Exercise —
Quote all lines below exactly. Images stay out.

[Point localization data]
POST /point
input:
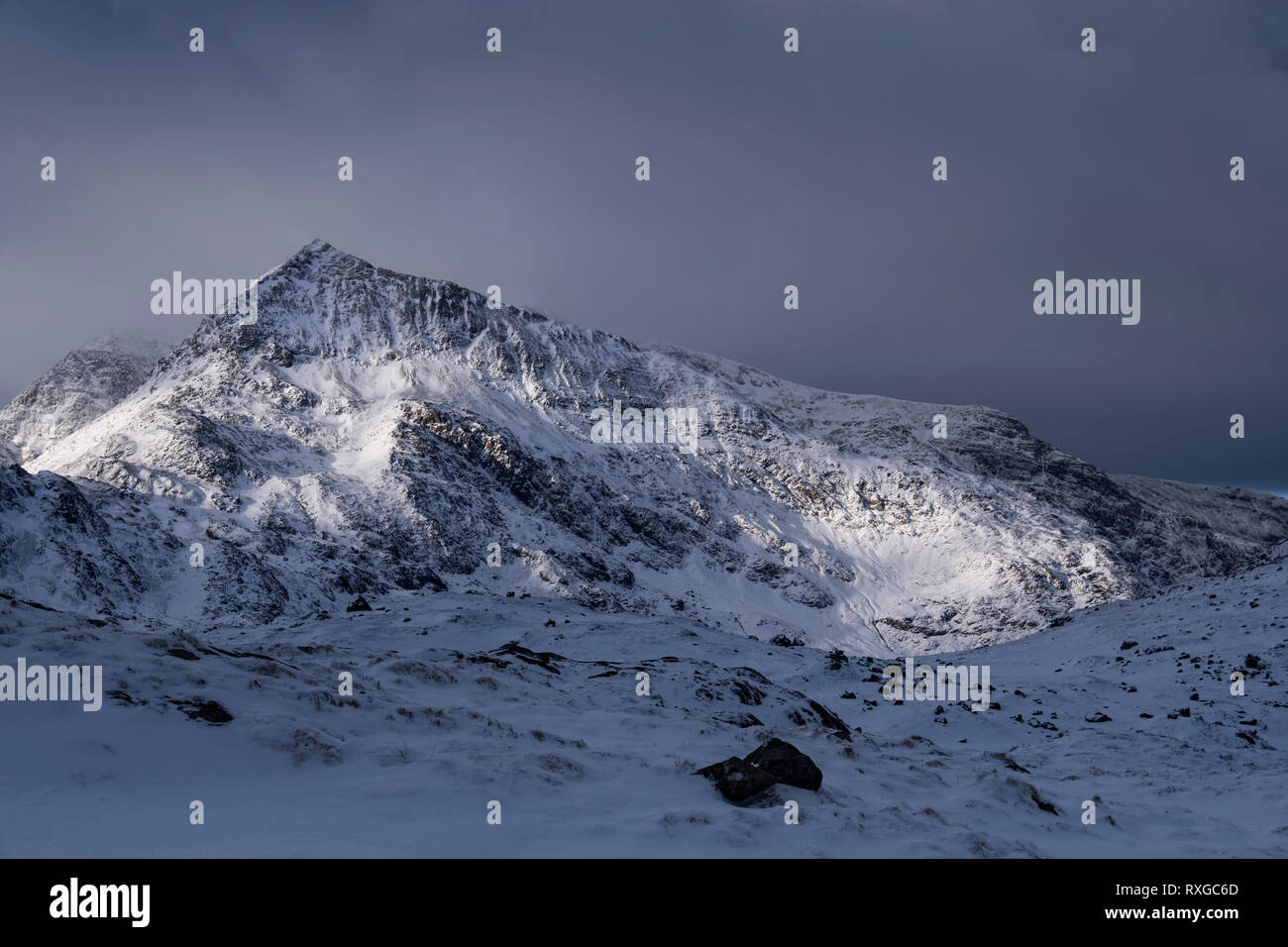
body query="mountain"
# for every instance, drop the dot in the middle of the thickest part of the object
(376, 433)
(78, 388)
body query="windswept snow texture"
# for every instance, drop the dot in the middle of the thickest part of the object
(571, 629)
(464, 699)
(82, 385)
(373, 431)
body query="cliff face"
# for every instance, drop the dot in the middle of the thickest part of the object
(372, 431)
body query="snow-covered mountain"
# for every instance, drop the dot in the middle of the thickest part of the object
(78, 388)
(372, 431)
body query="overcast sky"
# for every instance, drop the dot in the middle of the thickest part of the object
(768, 167)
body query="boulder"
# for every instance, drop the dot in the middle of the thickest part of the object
(786, 764)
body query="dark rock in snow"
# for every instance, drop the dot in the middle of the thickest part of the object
(738, 780)
(787, 764)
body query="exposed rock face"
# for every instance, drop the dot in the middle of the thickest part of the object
(372, 432)
(81, 386)
(772, 763)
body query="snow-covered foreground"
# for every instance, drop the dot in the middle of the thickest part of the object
(447, 718)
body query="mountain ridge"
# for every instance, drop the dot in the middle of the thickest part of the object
(374, 432)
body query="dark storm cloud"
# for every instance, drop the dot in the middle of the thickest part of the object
(768, 169)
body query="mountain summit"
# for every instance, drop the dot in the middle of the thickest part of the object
(375, 433)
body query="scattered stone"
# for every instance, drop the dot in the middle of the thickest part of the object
(787, 764)
(738, 780)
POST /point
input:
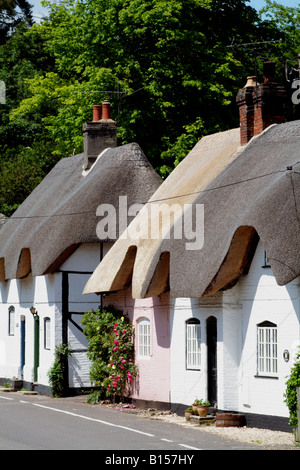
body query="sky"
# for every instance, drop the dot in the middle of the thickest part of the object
(39, 11)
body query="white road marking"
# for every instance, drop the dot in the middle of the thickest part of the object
(6, 398)
(93, 419)
(98, 421)
(189, 447)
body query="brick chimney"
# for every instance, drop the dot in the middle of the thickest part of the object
(99, 134)
(261, 104)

Solution to the exercise —
POST /point
input:
body query="mountain"
# for every instance, drop the dot in the middle of the thickest part of the object
(376, 433)
(78, 388)
body query="windswept snow texture"
# for every instance, drop the dot in the middle of the thickest part of the object
(571, 629)
(464, 699)
(82, 385)
(373, 431)
body query="cliff face"
# for every instance, drop the dot in the middle of the thickest part of the object
(372, 431)
body query="snow-covered mountain"
# for every instance, drop the dot in the middle of the thickest part of the object
(78, 388)
(372, 431)
body query="overcast sky"
# for every instance, drop the dot in the middle of the thickest part of the object
(768, 167)
body query="boulder"
# for every instance, drop the dot in the middle of the thickest part of the object
(786, 764)
body query="dark rock in snow"
# for every instance, drop the dot in the middle of the thickest part of the object
(738, 780)
(787, 764)
body query="exposed rock face"
# for every instance, drop the dot in the middle of the thickest part of the object
(372, 432)
(81, 386)
(772, 763)
body query="snow-covered foreground"
# for every instance, drop the dot in the middle of the thickest part of the object
(447, 718)
body query="mountain ridge"
# for every instance, drop the dot in the middle of the thickest part of the object
(374, 432)
body query="dark storm cloud"
# for every instance, drop the dot in the middle of the thickest part of the object
(768, 169)
body query="mountain summit"
# for every instance, drop the dot in the middle of the thickest part of the object
(375, 433)
body query="scattered stone"
# for every instance, drop the dot in the middle of the thickest part of the object
(787, 764)
(738, 780)
POST /point
input:
body query="sky"
# for every instance, drop the dot in the middle of the thickest part of the object
(39, 11)
body query="white road marking"
# for every instance, drop the dot in the middle of the thickest part of the object
(6, 398)
(93, 419)
(98, 421)
(189, 447)
body query="brick chimney"
# for every instance, drop the dot in the middle of the thickest part of the object
(99, 134)
(261, 104)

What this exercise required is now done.